======== SOURCE MATERIAL ========

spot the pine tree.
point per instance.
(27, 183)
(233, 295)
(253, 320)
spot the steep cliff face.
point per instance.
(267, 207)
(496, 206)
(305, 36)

========

BRIEF: Across the data, find each line that has "spot" in it and copy that line.

ANSWER TO THIS EXERCISE:
spot the pine tree.
spot the steep cliff face.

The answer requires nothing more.